▶ _Problem to solve_
Rewrite the items below from the first line through the line containing "box: [149, 40, 222, 122]", replacing "rough mask" with "coarse mask" and leaving everything else unchanged. Give only these lines, without the pictures.

▶ _Information provided_

_ _ _

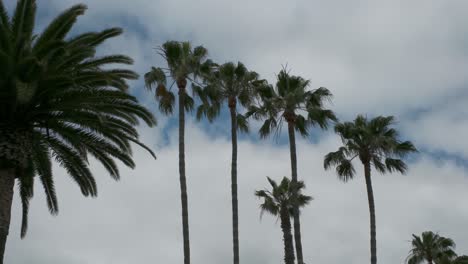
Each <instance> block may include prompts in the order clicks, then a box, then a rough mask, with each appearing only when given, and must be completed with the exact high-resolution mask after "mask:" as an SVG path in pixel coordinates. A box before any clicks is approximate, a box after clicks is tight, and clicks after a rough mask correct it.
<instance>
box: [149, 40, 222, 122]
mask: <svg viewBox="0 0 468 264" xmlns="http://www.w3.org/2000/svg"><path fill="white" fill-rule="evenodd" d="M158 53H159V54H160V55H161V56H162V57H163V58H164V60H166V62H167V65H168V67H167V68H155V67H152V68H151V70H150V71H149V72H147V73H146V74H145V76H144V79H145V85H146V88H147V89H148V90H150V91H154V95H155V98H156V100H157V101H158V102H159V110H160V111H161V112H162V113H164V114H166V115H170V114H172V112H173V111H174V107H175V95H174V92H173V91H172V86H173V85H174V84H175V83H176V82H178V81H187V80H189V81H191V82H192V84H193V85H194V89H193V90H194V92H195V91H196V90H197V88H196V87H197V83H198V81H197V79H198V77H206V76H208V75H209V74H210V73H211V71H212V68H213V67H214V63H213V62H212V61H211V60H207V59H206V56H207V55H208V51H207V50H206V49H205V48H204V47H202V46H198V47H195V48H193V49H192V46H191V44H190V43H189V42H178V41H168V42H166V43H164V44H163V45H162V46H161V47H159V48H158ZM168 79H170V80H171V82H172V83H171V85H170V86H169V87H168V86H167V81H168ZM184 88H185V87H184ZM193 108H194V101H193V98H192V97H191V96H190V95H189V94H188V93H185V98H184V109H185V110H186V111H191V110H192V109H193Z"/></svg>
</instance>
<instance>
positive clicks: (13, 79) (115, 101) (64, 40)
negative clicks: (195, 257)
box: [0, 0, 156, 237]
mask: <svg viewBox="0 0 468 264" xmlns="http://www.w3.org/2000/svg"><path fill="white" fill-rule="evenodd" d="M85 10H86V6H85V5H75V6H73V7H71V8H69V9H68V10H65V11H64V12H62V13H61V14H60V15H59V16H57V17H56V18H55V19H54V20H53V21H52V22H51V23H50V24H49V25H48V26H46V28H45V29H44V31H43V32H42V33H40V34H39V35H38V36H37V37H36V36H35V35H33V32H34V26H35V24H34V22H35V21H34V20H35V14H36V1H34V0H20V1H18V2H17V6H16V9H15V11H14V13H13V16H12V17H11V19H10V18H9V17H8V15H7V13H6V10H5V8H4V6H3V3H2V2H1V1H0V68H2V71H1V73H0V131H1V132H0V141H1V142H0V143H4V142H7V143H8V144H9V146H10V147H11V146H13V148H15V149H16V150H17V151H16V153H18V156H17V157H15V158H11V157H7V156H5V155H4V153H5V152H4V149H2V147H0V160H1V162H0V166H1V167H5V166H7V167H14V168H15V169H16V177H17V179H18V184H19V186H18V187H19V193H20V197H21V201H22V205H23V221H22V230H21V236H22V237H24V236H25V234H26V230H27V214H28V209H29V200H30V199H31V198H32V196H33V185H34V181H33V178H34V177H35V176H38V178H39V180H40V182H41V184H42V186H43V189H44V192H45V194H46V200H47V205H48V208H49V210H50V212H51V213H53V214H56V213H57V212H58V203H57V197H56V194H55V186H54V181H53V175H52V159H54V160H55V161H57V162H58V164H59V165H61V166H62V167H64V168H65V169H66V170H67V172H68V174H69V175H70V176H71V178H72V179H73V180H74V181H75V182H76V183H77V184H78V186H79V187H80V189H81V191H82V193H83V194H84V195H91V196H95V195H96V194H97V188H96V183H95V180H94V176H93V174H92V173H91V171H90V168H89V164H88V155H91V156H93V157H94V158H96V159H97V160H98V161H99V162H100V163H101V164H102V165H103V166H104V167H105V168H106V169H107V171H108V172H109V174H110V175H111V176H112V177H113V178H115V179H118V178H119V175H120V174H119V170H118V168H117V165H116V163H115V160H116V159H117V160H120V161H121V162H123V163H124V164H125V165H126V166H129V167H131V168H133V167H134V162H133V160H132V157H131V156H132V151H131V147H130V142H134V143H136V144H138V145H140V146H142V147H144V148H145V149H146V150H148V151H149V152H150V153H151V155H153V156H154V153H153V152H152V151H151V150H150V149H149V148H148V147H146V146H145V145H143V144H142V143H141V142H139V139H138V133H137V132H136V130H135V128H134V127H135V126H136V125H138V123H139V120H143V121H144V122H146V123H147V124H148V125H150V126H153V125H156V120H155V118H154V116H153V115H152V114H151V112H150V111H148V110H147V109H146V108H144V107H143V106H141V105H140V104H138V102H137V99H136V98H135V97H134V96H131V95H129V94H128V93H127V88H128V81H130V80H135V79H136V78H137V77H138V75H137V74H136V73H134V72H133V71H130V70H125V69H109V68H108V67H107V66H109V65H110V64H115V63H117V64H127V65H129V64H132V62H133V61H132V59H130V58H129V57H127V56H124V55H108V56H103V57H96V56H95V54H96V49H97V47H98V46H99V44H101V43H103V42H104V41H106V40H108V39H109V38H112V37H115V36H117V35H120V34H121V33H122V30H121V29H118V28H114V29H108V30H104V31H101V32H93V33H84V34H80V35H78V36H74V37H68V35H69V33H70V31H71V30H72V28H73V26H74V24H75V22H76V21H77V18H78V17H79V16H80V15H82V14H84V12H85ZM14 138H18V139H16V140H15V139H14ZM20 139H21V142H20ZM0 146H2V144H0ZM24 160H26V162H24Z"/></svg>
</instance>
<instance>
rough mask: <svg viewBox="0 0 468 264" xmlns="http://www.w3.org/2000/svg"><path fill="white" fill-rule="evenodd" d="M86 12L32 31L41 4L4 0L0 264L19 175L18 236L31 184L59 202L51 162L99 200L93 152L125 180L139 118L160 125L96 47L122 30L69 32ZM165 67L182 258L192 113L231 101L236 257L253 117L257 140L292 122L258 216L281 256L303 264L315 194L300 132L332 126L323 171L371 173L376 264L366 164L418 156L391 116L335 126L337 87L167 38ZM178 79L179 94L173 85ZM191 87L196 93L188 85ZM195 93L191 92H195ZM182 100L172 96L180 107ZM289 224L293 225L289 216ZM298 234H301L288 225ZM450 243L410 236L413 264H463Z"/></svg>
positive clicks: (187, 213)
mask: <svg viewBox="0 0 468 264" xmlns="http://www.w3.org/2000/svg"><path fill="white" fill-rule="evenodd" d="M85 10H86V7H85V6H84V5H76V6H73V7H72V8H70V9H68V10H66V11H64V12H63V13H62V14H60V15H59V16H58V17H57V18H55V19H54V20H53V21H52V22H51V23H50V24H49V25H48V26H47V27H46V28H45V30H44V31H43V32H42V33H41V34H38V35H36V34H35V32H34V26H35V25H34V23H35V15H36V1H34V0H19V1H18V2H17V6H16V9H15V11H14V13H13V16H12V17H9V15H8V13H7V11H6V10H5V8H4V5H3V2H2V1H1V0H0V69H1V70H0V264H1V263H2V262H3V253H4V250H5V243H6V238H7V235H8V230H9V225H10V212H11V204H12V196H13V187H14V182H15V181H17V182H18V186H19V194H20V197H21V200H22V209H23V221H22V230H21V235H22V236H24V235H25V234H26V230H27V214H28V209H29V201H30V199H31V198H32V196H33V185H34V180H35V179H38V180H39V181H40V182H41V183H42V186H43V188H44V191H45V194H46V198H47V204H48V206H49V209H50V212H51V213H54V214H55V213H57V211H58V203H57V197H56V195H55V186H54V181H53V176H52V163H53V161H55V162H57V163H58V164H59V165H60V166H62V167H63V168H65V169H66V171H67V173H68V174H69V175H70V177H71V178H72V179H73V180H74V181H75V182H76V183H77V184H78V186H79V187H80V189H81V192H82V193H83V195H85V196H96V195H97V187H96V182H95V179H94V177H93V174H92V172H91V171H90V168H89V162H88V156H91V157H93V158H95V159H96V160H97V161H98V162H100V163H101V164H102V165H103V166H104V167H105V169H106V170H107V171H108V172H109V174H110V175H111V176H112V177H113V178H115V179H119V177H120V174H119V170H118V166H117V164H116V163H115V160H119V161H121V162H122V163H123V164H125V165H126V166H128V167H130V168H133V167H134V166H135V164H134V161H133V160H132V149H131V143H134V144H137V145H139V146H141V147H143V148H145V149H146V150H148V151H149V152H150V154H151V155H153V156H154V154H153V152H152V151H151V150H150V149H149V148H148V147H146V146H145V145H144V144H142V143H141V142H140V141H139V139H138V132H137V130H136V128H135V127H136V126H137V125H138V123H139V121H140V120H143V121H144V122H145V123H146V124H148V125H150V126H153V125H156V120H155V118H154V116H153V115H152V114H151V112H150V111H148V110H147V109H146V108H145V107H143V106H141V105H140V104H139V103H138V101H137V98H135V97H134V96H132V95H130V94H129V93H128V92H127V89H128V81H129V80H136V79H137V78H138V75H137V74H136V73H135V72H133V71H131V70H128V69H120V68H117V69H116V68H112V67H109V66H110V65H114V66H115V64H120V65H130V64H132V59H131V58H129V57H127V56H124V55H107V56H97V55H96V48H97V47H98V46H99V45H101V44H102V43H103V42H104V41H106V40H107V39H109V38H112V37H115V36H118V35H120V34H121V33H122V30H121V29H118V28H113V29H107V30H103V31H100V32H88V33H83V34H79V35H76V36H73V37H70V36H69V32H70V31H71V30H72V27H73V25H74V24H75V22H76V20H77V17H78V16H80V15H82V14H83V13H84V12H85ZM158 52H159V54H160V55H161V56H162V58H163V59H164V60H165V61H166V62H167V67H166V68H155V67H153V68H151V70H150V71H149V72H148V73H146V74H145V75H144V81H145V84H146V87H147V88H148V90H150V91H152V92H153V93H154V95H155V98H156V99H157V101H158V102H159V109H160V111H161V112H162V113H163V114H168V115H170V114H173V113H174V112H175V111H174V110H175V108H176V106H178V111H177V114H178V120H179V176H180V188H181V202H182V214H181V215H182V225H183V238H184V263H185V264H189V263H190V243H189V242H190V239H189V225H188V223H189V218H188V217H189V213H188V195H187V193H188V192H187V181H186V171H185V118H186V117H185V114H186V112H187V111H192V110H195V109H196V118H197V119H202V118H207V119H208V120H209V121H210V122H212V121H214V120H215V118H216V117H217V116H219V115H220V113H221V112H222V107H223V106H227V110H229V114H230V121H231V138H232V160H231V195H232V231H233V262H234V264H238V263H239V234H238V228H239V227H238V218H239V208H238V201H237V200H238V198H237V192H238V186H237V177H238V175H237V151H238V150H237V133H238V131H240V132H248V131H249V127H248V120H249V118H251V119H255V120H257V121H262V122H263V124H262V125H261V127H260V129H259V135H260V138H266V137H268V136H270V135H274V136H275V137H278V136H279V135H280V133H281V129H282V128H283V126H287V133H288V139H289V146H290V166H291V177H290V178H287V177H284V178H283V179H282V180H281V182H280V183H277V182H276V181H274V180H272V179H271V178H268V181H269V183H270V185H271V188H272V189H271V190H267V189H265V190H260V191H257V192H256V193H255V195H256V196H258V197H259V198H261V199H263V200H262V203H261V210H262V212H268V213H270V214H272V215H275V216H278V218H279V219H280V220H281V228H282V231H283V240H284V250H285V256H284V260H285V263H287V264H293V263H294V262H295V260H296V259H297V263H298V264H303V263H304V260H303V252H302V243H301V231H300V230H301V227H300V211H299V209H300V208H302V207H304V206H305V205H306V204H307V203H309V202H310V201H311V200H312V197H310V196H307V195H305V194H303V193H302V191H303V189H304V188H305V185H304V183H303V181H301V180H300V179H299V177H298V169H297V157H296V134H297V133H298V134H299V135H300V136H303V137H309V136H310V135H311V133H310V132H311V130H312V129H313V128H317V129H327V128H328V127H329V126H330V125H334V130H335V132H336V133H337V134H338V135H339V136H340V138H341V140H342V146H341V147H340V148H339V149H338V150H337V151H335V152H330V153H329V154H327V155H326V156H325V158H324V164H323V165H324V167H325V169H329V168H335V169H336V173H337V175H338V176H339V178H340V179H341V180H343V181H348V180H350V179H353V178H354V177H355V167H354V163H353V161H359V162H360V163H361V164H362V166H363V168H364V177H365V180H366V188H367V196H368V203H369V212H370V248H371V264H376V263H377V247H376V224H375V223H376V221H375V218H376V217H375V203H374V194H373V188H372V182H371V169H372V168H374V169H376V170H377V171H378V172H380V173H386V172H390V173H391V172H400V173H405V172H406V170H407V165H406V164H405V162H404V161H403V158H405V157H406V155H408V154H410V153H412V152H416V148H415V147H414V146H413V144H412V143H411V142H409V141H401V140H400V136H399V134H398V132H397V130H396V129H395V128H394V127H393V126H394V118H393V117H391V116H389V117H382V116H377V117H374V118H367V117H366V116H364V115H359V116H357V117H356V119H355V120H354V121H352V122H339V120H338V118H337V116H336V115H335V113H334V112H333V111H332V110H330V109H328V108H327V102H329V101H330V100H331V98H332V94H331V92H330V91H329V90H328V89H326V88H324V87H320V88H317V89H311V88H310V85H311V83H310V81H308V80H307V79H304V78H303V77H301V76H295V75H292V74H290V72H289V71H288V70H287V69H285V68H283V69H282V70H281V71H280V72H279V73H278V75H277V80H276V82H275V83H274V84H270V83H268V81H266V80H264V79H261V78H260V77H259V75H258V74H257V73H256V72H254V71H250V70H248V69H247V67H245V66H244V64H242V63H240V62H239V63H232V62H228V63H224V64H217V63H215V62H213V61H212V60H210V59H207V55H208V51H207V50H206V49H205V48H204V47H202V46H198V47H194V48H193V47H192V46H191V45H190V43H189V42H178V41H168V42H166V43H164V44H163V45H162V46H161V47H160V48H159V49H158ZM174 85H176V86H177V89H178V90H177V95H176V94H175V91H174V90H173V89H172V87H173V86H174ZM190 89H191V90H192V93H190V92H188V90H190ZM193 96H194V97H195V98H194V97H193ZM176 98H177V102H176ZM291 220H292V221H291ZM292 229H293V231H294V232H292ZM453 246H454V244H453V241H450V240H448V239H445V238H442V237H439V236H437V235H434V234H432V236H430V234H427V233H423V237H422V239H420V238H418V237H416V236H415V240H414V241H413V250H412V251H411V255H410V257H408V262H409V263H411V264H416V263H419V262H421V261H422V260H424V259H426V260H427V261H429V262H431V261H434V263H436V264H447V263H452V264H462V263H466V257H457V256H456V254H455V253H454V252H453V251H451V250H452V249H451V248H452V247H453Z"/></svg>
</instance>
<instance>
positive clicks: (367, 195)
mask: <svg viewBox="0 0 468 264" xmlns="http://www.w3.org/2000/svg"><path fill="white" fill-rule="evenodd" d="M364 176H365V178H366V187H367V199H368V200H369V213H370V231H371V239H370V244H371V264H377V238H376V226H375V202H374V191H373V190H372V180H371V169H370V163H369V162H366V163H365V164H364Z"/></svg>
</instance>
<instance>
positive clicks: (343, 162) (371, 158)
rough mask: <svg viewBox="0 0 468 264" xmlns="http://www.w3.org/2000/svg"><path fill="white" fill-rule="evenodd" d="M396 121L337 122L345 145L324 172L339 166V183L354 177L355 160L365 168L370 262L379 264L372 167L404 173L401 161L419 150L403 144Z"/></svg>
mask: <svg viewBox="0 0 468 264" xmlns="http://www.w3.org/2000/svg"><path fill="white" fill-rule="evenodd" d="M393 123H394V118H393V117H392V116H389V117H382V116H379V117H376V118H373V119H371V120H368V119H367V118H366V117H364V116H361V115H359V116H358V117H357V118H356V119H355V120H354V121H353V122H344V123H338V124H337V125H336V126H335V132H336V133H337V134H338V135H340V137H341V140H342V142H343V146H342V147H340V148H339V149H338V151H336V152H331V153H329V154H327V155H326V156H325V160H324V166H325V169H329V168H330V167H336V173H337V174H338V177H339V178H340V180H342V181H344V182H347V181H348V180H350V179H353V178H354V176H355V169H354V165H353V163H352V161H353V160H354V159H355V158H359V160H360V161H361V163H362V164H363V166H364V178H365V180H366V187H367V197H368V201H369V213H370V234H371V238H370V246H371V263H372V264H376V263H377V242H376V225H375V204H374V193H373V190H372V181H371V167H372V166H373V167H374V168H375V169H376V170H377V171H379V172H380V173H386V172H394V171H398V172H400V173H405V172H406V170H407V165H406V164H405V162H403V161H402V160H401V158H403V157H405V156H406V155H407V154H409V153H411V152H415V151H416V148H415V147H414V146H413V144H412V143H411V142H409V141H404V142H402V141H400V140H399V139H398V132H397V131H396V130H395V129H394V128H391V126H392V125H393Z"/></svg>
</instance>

_ _ _

▶ _Solution to this task_
Each <instance> block may include prompts in the order clicks, then a box, then a coarse mask, with each appearing only when given, and must be completed with the exact high-resolution mask after "mask:" as an SVG path in pixel coordinates. A box before any clicks is approximate, a box after clicks is tight, and clicks after a coarse mask correct it.
<instance>
box: [149, 40, 222, 122]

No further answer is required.